*** Document excerpt ***

Signed-off-by: David Ahern <dsa@cumulusnetworks.com>
---
v7
- no change
v6
- added conversion from device name to index in test program
v5
- changed BPF_CGROUP_INET_SOCK to BPF_CGROUP_INET_SOCK_CREATE
v4
- added test_cgrp2_sock.sh for an automated test
v3
- revert to BPF_PROG_TYPE_CGROUP_SOCK prog type
v2
- removed bpf_sock_store_u32 references
- changed BPF_CGROUP_INET_SOCK_CREATE to BPF_CGROUP_INET_SOCK
- remove BPF_PROG_TYPE_CGROUP_SOCK prog type and add prog_subtype
samples/bpf/Makefile | 2 +
samples/bpf/test_cgrp2_sock.c | 83 ++++++++++++++++++++++++++++++++++++++++++
samples/bpf/test_cgrp2_sock.sh | 47 ++++++++++++++++++++++++
3 files changed, 132 insertions(+)

*** Available records ***

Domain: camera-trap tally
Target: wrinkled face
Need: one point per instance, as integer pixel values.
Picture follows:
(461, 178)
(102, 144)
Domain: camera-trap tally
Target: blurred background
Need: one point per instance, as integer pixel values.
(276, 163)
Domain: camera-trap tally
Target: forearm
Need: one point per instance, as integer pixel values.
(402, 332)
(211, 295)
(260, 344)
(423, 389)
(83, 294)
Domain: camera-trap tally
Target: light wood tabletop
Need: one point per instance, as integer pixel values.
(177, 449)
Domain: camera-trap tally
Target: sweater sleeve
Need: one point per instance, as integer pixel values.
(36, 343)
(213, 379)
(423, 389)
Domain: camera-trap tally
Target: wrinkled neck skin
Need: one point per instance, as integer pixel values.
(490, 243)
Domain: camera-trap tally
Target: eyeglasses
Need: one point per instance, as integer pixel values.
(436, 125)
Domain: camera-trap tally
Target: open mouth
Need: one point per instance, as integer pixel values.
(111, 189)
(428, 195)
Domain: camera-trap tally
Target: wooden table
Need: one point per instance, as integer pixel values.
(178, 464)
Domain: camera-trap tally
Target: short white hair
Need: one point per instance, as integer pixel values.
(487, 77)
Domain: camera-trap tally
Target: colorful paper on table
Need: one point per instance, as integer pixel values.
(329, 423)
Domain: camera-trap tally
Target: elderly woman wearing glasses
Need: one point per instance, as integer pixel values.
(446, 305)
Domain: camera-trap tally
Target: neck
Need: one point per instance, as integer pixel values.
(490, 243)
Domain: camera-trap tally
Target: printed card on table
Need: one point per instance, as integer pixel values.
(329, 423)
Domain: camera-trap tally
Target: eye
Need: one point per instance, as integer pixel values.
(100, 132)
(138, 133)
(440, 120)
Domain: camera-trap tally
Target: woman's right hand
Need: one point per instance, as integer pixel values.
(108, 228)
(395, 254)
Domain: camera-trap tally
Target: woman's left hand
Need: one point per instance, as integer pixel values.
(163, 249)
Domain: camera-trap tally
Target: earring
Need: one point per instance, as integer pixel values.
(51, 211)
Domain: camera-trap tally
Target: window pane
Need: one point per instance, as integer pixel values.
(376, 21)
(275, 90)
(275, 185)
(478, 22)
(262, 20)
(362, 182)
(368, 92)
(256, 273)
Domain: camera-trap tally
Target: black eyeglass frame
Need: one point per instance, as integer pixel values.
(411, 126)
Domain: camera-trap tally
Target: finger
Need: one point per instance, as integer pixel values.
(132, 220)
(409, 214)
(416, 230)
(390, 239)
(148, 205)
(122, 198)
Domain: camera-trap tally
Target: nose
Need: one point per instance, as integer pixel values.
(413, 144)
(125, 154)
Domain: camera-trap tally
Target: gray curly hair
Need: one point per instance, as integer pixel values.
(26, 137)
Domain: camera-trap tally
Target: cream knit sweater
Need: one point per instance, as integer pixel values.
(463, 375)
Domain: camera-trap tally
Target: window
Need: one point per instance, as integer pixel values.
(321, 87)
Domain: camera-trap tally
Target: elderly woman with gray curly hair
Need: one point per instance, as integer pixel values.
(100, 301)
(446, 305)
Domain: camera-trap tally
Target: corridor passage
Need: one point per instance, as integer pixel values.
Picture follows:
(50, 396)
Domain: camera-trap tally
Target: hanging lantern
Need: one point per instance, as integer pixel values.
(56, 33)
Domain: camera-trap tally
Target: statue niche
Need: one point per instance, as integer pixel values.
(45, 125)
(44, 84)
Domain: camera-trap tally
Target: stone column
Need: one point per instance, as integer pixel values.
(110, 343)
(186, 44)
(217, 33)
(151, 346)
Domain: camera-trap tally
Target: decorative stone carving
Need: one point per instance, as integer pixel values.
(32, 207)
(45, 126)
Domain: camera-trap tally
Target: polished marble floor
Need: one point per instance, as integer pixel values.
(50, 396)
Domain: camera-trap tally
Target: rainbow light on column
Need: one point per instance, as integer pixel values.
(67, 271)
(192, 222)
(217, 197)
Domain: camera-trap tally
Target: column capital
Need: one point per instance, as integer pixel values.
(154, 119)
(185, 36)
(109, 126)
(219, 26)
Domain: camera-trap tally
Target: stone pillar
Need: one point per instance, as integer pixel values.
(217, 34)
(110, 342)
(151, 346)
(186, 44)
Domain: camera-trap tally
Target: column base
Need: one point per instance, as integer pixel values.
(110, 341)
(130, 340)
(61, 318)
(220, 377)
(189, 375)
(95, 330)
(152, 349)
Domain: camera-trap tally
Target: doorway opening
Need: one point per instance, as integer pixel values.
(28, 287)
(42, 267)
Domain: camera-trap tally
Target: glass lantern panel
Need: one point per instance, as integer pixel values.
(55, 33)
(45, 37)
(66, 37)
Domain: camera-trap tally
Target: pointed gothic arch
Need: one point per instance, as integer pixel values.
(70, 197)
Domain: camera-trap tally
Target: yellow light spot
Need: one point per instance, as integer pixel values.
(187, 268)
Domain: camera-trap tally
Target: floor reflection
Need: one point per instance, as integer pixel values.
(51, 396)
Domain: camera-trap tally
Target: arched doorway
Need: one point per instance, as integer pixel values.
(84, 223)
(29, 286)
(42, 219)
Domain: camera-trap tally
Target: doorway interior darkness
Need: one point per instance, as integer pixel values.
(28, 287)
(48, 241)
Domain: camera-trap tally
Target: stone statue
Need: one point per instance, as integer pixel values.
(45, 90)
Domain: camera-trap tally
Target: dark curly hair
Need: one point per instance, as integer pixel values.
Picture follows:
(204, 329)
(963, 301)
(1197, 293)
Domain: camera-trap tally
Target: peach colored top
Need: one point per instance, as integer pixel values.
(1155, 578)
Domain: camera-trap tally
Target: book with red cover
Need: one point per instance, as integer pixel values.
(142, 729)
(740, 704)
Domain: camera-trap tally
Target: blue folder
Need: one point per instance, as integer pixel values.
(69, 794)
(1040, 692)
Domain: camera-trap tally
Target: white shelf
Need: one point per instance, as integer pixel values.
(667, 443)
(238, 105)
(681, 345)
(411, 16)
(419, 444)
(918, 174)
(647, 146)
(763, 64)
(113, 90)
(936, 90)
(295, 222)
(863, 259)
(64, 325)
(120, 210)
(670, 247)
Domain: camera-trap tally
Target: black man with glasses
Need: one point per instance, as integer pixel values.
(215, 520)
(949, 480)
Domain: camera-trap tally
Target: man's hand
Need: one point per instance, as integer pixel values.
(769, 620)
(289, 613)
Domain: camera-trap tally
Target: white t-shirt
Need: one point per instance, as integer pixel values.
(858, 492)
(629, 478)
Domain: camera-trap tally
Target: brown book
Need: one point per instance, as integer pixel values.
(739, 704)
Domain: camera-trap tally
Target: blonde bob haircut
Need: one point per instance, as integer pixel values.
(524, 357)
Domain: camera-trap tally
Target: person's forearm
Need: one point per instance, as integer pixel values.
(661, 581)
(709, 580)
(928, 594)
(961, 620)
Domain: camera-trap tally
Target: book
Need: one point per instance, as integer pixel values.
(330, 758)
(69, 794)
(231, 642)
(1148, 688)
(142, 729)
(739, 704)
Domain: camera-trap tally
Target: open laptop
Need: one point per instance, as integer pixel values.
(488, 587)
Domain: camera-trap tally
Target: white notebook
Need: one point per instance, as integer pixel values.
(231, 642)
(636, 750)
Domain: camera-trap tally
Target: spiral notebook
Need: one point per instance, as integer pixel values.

***

▶ **Exercises**
1. Count the lines of the records that contain the word "white", and give only that number.
2. Extend the BPF cgroup socket patch summary from the point where it stops.

▶ **Task responses**
1. 4

2.
create mode 100644 samples/bpf/test_cgrp2_sock.c
create mode 100755 samples/bpf/test_cgrp2_sock.sh
diff --git a/samples/bpf/Makefile b/samples/bpf/Makefile
index 3ceb5a9d86df..a335b218198e 100644
--- a/samples/bpf/Makefile
+++ b/samples/bpf/Makefile
@@ -23,6 +23,7 @@ hostprogs-y += map_perf_test
hostprogs-y += test_overhead
hostprogs-y += test_cgrp2_array_pin
hostprogs-y += test_cgrp2_attach
+hostprogs-y += test_cgrp2_sock
hostprogs-y += xdp1
hostprogs-y += xdp2
hostprogs-y += test_current_task_under_cgroup
@@ -51,6 +52,7 @@ map_perf_test-objs := bpf_load.o libbpf.o map_perf_test_user.o
test_overhead-objs := bpf_load.o libbpf.o test_overhead_user.o
test_cgrp2_array_pin-objs := libbpf.o test_cgrp2_array_pin.o
test_cgrp2_attach-objs := libbpf.o test_cgrp2_attach.o
+test_cgrp2_sock-objs := libbpf.o test_cgrp2_sock.o
xdp1-objs := bpf_load.o libbpf.o xdp1_user.o
# reuse xdp1 source intentionally
xdp2-objs := bpf_load.o libbpf.o xdp1_user.o
diff --git a/samples/bpf/test_cgrp2_sock.c b/samples/bpf/test_cgrp2_sock.c
new file mode 100644
index 000000000000..d467b3c1c55c
--- /dev/null
+++ b/samples/bpf/test_cgrp2_sock.c
@@ -0,0 +1,83 @@
+/* eBPF example program:
+ *
+ * - Loads eBPF program
+ *
+ * The eBPF program sets the sk_bound_dev_if index in new AF_INET{6}
+ * sockets opened by processes in the cgroup.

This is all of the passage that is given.